# WRITTEN TASK
Locate every line in the rows that contains the string "battlement", and copy each one. Case counts.
-- Start DATA SUPPLIED --
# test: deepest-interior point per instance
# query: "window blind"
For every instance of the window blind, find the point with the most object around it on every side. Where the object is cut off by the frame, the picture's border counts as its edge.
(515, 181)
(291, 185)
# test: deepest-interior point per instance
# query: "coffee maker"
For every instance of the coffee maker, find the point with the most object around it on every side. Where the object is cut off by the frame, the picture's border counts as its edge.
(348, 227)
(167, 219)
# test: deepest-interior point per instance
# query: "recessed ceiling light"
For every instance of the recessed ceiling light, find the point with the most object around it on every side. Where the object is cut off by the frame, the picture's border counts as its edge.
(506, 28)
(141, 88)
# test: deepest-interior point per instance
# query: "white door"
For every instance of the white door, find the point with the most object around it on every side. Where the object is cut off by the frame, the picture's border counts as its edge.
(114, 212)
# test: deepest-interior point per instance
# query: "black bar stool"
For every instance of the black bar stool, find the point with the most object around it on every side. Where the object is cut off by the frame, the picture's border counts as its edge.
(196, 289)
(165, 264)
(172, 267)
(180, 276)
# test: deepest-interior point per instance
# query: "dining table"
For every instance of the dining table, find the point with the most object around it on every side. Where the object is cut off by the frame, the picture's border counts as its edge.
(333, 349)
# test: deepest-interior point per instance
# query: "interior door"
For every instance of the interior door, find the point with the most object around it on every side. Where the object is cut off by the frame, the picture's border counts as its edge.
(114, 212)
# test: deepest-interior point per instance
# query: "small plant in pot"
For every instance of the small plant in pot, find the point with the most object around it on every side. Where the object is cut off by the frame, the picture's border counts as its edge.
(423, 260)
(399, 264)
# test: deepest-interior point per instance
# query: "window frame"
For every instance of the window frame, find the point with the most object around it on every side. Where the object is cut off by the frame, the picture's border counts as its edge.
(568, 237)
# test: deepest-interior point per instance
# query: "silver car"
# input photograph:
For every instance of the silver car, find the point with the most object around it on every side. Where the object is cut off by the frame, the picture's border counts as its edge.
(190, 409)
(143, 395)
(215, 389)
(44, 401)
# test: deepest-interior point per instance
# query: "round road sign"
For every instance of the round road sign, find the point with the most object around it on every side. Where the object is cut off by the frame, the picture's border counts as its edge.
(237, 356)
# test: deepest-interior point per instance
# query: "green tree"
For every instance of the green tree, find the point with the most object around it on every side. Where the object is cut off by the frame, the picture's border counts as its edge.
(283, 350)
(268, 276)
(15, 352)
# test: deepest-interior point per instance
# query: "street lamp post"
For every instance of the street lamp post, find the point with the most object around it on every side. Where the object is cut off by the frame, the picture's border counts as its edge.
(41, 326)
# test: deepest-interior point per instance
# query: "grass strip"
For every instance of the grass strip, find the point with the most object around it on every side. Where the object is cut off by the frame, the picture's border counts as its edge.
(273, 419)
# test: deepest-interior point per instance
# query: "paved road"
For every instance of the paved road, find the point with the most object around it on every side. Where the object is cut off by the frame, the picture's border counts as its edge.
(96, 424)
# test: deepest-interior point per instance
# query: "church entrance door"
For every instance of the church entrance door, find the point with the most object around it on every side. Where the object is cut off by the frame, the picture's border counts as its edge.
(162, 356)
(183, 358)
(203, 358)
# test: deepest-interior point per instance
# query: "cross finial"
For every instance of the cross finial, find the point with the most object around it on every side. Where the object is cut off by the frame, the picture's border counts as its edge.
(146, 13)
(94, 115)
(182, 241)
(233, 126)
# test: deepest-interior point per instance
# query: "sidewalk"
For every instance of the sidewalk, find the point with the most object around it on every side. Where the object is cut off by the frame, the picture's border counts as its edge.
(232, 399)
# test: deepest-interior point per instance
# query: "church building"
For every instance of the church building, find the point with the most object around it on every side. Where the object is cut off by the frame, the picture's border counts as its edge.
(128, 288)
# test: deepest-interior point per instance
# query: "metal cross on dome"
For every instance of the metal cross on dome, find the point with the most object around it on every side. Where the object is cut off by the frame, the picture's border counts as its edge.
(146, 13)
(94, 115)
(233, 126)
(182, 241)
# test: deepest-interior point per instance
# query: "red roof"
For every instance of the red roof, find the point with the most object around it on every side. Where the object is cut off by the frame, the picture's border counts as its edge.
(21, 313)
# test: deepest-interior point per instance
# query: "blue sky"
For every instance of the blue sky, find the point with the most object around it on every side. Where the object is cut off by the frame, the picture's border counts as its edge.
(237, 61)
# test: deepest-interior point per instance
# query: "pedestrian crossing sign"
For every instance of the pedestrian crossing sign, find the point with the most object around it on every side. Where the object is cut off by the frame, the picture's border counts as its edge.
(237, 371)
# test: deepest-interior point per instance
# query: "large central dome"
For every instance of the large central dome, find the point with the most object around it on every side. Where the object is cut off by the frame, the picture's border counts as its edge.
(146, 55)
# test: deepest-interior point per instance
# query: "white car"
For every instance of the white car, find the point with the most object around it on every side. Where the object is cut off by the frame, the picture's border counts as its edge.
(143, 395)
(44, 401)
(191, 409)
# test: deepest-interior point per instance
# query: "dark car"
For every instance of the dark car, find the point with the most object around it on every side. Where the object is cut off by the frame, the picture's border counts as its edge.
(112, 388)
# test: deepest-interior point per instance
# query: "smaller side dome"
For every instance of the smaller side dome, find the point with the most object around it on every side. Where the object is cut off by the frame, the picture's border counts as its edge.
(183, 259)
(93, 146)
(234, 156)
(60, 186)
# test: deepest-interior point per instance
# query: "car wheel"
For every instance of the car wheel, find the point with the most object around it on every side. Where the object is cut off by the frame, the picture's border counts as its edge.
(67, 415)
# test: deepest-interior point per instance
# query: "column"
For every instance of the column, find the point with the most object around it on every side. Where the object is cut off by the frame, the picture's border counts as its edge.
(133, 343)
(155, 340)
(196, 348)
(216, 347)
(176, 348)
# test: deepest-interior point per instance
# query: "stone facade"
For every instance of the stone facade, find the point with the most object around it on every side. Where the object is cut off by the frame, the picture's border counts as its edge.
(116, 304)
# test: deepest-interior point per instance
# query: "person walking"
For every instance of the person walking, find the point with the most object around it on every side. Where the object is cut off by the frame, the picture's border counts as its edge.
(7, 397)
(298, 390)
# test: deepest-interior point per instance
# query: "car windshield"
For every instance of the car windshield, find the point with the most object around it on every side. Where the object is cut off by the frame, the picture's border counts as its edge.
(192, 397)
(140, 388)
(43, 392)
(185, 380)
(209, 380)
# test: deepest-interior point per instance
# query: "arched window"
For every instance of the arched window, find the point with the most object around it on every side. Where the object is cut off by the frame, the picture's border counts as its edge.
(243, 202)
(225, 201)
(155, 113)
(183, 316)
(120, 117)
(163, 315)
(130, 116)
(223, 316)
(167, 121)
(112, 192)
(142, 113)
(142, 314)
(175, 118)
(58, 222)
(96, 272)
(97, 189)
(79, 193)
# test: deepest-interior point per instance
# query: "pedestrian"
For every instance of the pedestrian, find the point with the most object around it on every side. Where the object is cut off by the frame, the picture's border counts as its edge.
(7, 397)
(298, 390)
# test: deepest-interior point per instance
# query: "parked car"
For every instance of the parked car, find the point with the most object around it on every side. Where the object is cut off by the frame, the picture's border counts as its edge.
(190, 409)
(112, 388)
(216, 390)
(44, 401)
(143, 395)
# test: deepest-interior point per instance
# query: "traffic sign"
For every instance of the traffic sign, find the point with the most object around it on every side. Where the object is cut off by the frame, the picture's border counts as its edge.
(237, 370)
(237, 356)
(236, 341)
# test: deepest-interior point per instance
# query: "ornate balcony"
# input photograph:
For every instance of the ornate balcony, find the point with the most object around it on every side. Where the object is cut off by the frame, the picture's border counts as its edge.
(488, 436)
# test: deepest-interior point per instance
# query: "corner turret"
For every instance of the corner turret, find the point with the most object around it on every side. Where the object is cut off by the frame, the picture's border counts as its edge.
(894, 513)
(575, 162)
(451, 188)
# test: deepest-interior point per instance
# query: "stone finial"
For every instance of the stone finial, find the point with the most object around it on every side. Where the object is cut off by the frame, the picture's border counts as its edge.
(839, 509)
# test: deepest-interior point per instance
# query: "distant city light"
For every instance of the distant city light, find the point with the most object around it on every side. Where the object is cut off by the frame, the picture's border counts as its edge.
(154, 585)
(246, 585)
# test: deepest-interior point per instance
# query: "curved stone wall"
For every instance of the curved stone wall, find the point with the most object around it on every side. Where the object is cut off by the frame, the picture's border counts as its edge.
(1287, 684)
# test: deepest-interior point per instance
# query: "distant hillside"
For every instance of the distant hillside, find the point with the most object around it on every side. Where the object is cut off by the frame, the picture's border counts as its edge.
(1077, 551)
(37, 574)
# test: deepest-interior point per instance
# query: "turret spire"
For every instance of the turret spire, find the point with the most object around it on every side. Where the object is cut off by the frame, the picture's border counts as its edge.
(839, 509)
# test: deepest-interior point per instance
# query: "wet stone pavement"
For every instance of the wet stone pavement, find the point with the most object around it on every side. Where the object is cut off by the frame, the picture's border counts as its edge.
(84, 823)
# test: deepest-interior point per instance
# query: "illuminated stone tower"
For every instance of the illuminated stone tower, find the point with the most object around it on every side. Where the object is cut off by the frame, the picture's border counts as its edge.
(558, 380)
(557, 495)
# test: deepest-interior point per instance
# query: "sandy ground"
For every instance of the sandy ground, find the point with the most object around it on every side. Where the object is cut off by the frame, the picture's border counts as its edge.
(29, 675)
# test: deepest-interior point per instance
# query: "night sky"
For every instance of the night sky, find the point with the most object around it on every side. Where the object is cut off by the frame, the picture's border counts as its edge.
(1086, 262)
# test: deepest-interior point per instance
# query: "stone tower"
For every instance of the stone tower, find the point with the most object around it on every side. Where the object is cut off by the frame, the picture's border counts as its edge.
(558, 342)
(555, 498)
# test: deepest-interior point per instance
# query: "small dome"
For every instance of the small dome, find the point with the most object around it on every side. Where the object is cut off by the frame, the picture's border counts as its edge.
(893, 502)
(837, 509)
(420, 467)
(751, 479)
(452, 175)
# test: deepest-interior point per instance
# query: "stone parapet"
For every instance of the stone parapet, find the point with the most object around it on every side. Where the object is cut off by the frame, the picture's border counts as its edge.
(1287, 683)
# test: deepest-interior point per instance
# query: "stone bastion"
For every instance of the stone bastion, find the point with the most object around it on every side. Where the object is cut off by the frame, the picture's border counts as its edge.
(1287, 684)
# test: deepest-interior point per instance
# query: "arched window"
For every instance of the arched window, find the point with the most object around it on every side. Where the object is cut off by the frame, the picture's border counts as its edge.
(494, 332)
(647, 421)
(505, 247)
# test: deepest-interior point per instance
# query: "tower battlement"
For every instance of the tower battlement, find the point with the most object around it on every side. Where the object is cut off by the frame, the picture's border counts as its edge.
-- End DATA SUPPLIED --
# SOLUTION FOR THIS PROBLEM
# query: "tower battlement"
For every instance of the tower battlement, find the point with the most object around it on every side. Where the object is cut off by the frame, the picture's border counts as its edge.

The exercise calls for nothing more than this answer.